**Source material:**
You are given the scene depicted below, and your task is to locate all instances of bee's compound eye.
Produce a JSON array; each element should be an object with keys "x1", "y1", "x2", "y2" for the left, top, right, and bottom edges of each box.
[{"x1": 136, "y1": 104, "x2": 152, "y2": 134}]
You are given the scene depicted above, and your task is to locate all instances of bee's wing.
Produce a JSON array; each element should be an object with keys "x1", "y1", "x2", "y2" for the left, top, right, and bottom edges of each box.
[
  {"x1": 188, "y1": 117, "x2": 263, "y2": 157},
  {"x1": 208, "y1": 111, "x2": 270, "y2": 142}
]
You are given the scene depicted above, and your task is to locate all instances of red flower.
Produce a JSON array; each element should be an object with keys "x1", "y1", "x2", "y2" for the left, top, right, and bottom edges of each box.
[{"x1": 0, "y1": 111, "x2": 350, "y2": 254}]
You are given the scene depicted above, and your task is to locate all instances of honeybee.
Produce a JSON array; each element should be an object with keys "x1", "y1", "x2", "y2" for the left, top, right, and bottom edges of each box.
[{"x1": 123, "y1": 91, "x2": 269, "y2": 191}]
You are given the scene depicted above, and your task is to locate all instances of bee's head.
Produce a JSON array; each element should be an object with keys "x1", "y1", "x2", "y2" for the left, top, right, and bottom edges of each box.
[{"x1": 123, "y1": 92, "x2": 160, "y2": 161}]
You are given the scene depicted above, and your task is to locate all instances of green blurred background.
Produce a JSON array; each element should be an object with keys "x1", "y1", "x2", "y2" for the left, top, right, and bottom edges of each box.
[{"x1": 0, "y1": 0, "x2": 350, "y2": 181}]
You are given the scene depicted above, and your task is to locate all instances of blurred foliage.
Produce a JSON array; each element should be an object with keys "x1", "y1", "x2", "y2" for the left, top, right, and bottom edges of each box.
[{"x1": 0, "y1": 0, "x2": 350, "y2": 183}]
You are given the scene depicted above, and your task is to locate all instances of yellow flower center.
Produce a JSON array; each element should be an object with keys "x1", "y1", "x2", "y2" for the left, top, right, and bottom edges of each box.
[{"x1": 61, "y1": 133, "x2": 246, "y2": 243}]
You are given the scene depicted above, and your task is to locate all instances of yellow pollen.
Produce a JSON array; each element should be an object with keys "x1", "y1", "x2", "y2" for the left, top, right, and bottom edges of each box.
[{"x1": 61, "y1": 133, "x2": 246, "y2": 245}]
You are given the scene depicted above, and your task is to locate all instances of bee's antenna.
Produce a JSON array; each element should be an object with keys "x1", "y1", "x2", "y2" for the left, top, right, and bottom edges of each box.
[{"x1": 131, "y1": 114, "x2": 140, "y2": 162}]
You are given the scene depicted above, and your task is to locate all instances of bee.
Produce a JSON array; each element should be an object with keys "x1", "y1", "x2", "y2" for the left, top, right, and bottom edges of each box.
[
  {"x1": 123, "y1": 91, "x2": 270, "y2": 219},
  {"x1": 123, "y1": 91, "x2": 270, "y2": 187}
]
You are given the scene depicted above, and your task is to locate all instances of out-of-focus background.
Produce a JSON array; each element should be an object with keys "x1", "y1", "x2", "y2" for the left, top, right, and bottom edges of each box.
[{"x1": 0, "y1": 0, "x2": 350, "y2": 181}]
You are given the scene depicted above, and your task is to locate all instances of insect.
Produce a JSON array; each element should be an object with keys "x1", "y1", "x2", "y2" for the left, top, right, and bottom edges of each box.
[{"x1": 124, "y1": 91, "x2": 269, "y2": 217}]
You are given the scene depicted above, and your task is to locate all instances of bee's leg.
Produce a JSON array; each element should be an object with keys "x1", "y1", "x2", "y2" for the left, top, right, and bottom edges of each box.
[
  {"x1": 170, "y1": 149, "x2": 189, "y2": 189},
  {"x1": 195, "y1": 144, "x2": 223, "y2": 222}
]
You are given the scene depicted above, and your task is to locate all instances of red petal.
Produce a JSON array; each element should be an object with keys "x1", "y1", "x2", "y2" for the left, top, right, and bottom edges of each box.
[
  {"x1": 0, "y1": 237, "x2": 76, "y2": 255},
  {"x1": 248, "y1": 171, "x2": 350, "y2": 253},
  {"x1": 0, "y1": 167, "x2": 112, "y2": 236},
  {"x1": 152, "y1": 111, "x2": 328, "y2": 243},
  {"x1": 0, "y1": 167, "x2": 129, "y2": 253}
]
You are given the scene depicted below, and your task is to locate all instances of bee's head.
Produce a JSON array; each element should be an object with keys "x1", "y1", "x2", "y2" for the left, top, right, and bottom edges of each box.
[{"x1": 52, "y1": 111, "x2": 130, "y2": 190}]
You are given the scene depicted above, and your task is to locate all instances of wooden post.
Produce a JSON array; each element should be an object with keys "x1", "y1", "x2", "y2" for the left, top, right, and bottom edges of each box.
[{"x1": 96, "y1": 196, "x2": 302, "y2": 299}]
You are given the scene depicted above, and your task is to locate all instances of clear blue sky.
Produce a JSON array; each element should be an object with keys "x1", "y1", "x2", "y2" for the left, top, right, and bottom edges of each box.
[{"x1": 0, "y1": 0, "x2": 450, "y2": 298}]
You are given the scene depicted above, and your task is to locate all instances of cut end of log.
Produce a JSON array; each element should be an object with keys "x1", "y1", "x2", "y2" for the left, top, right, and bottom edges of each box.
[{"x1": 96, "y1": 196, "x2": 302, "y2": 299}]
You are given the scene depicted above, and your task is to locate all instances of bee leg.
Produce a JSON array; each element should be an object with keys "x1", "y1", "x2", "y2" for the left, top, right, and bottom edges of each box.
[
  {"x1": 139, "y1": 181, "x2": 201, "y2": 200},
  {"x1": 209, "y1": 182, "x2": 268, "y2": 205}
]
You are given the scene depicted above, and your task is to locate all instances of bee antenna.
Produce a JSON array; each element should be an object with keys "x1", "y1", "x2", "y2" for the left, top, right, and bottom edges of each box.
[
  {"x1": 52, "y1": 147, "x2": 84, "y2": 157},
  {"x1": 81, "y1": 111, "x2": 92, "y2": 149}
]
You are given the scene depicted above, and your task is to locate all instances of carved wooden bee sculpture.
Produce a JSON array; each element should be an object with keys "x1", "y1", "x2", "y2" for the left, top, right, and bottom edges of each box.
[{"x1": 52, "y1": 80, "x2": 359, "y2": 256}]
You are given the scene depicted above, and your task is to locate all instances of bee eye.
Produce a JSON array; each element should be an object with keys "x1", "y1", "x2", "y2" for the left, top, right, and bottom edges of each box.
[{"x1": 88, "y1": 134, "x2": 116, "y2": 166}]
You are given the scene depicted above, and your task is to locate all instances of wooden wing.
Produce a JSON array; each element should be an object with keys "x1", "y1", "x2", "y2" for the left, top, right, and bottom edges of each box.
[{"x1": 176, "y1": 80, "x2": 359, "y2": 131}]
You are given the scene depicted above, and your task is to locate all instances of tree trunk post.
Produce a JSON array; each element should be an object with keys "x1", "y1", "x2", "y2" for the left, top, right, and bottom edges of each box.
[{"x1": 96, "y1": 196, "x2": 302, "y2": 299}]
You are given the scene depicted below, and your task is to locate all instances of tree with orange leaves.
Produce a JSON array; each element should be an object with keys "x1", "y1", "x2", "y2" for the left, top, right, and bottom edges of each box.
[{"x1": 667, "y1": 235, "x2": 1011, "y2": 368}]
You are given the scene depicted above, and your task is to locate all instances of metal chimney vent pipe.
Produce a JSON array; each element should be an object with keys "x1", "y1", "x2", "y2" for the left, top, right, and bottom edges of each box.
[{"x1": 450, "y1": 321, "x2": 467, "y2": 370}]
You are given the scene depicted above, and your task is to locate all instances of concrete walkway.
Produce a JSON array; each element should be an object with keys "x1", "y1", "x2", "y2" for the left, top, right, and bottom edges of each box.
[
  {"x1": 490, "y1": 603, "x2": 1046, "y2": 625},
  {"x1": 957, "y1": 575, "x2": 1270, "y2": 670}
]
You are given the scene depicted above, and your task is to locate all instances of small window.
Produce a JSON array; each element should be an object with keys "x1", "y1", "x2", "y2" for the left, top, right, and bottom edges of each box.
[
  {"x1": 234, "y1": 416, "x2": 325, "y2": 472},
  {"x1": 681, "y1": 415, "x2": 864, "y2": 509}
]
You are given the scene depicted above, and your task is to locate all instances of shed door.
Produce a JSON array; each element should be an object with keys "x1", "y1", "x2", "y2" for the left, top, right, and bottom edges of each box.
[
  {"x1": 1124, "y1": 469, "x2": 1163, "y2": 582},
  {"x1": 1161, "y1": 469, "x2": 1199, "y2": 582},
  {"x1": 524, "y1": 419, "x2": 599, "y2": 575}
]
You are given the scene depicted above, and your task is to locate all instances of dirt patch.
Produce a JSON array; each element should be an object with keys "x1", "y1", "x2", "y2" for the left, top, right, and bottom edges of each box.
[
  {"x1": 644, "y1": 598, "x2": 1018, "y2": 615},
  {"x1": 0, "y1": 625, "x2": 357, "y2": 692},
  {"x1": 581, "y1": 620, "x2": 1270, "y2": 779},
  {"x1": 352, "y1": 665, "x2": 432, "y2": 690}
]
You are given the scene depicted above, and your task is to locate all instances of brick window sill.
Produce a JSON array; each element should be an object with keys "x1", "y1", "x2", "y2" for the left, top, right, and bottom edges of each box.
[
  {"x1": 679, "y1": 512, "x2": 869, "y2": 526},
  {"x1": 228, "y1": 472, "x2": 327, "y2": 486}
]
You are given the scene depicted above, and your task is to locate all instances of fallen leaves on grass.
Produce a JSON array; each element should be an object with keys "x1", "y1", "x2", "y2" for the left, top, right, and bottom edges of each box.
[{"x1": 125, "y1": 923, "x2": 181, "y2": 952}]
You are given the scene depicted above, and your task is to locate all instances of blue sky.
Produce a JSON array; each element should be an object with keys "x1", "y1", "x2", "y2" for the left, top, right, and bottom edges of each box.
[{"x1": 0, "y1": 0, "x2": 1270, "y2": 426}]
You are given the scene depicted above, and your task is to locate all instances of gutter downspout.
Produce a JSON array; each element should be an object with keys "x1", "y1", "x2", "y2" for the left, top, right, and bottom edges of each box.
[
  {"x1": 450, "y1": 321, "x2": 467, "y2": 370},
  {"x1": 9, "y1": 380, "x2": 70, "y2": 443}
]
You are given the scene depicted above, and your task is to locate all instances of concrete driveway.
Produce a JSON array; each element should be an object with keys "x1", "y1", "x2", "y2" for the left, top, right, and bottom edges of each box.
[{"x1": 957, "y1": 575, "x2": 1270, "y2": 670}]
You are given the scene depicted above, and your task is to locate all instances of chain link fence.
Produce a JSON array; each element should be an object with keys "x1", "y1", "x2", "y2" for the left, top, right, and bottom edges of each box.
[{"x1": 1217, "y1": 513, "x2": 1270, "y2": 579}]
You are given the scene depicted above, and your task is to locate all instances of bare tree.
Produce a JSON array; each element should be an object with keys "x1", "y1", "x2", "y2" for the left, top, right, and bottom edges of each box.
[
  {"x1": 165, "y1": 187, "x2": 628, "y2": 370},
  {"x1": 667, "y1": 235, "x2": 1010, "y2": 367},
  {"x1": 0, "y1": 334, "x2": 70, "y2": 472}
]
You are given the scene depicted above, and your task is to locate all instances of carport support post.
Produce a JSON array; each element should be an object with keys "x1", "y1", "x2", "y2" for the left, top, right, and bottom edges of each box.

**What is being asked:**
Find each line in the data above that contains the word "below", and copy those lines out in full.

**Result:**
You are given the scene depicted below, and your task is to locate all instances of bee's compound eye.
You are given the scene depicted below, and your task is to locate all instances of bee's head.
You are given the scene depicted below, and your task is to locate all instances of tree with orange leaves.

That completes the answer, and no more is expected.